Copy out the records below, swapping every "Teacher note" for "Instructor note" and keeping everything else the same.
# # # # # # #
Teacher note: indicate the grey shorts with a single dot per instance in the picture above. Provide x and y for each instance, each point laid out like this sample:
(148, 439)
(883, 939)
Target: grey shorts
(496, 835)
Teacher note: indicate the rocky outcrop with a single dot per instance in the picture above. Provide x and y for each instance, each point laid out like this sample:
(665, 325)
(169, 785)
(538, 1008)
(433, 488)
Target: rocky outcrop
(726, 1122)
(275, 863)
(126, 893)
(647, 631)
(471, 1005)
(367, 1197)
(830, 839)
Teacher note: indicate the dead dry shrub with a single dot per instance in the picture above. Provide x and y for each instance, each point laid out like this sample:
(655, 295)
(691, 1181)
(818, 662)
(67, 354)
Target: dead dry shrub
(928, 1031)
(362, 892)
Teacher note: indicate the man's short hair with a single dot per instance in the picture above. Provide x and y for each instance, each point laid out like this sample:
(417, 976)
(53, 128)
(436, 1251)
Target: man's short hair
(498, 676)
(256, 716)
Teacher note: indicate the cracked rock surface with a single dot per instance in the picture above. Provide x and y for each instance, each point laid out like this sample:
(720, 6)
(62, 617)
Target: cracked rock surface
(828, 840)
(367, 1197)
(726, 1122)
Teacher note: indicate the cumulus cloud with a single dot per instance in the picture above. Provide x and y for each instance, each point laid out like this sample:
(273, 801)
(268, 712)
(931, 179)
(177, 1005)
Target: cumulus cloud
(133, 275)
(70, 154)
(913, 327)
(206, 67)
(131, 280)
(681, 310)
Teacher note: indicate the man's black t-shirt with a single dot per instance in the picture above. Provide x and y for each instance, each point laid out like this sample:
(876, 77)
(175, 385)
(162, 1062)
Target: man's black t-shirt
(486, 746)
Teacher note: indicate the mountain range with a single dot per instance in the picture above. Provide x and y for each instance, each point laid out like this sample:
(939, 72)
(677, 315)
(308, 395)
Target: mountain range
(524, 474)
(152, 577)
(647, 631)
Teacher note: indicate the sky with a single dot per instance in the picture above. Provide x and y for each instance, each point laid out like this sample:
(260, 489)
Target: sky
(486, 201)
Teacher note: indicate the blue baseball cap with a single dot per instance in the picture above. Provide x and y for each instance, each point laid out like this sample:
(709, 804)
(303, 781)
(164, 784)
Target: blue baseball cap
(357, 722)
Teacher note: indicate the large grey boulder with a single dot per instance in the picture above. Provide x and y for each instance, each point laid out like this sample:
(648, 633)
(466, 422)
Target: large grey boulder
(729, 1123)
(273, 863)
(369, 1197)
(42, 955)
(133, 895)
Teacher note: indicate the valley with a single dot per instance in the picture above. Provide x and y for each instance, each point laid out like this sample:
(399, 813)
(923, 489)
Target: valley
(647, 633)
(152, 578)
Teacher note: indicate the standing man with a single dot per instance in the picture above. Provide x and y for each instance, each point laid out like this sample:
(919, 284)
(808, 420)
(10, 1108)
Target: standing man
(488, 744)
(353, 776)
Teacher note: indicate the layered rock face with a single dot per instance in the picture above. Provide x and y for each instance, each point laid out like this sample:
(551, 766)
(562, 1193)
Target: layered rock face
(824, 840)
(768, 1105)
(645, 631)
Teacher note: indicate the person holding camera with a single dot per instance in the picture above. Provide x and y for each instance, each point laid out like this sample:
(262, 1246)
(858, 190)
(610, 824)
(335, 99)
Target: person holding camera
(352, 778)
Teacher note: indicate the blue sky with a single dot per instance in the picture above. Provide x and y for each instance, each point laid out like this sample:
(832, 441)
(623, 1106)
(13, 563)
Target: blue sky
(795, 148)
# # # # # # #
#### [Worked solution]
Instructor note: indicate the grey shorts with a single dot per instance in the picture above. Provide x and y for each instance, each point laid out like this sample:
(148, 439)
(883, 939)
Target: grey shorts
(496, 835)
Instructor note: indicate the rocky outcrop with a single dot per instance in the picture above. Provide x and y for each instance, each point laid out like this sample:
(665, 325)
(169, 785)
(538, 1008)
(433, 488)
Target: rocky outcrop
(726, 1122)
(275, 863)
(126, 893)
(647, 631)
(471, 1005)
(367, 1197)
(830, 839)
Instructor note: indicate the dead dry shrub with a single dot per instance in the picture above. Provide x and y for each instance, each point laid out like this sample:
(655, 295)
(691, 1181)
(818, 662)
(67, 354)
Target: dead dry shrub
(928, 1031)
(362, 892)
Instructor note: indicate the man's short hair with a single dot per instance in the picture above. Provide x and y for each instance, each point laid out like this sample:
(417, 976)
(53, 128)
(436, 1251)
Target: man's short hair
(498, 676)
(256, 716)
Instructor note: indicate the cracked rock surface with a single dot per instance in the picture above. Provide x and y for each instance, each point laid out like this sample:
(720, 6)
(62, 617)
Target: cracked rock surface
(828, 840)
(367, 1197)
(726, 1122)
Instructor note: indicate the cumulus cloud with a single dot per instance in the picture above. Provide x and y for each instance, each point laid out like this sample:
(273, 801)
(268, 712)
(931, 179)
(177, 1005)
Target: cumulus cloud
(133, 275)
(70, 154)
(913, 327)
(206, 67)
(131, 280)
(681, 310)
Instructor note: indicate the man's black t-shirt with a single dot per instance in the picture above. Provide x and y for each instance, each point laid out like this sample:
(876, 77)
(175, 385)
(162, 1062)
Target: man's black t-shirt
(486, 746)
Instructor note: indicate the mountain range with a single dot per instance in the picture above. Provide x and y for each instance, each point laid out like this sample:
(939, 72)
(677, 315)
(308, 395)
Target: mountain range
(524, 474)
(152, 577)
(647, 631)
Instructor note: indicate the sky with a single dot per instance in the picture above. Provide x and y for each instance, each point laid out like this sample:
(260, 489)
Target: sky
(486, 201)
Instructor note: indicate the blue baseball cap with a single dot per instance in the picture above. Provide x and y for each instance, each point laid out like this sample:
(709, 804)
(303, 781)
(164, 784)
Target: blue baseball cap
(357, 722)
Instructor note: indicate the large grey boulder with a single dot per instance in the picture above. Provide x and y for each instance, each point laid out like this sample:
(648, 633)
(466, 422)
Target: large grey boulder
(729, 1123)
(273, 863)
(369, 1197)
(42, 955)
(133, 895)
Instructor note: indicate the valley with a single dot per instance in the picture above. Provide x and y for each instance, each point laid out like this sample:
(399, 813)
(923, 489)
Target: valley
(647, 633)
(152, 578)
Instructor note: indicate the standing man with a single dot per instance in the picture above. Provide x and y for each instance, each point laid out like this sample:
(919, 284)
(808, 420)
(10, 1108)
Target: standing man
(488, 744)
(353, 776)
Instructor note: indicate the layered rock face with a single dot per instance in the picture above. Provide x and y for each instance, each point laid out like this sample:
(551, 766)
(562, 1193)
Target: layered rock face
(824, 840)
(768, 1105)
(645, 631)
Instructor note: indicate the person holding camera with a single dot per instance in the picture above. Provide x and y for each instance, each point laid out like this sample:
(262, 1246)
(858, 190)
(610, 824)
(335, 99)
Target: person holding camera
(352, 778)
Instructor note: indicate the blue sky with a single dot per instance in the picture above. Provide x and y for each instance, each point laid out like this sample:
(832, 441)
(623, 1106)
(13, 563)
Target: blue sky
(795, 148)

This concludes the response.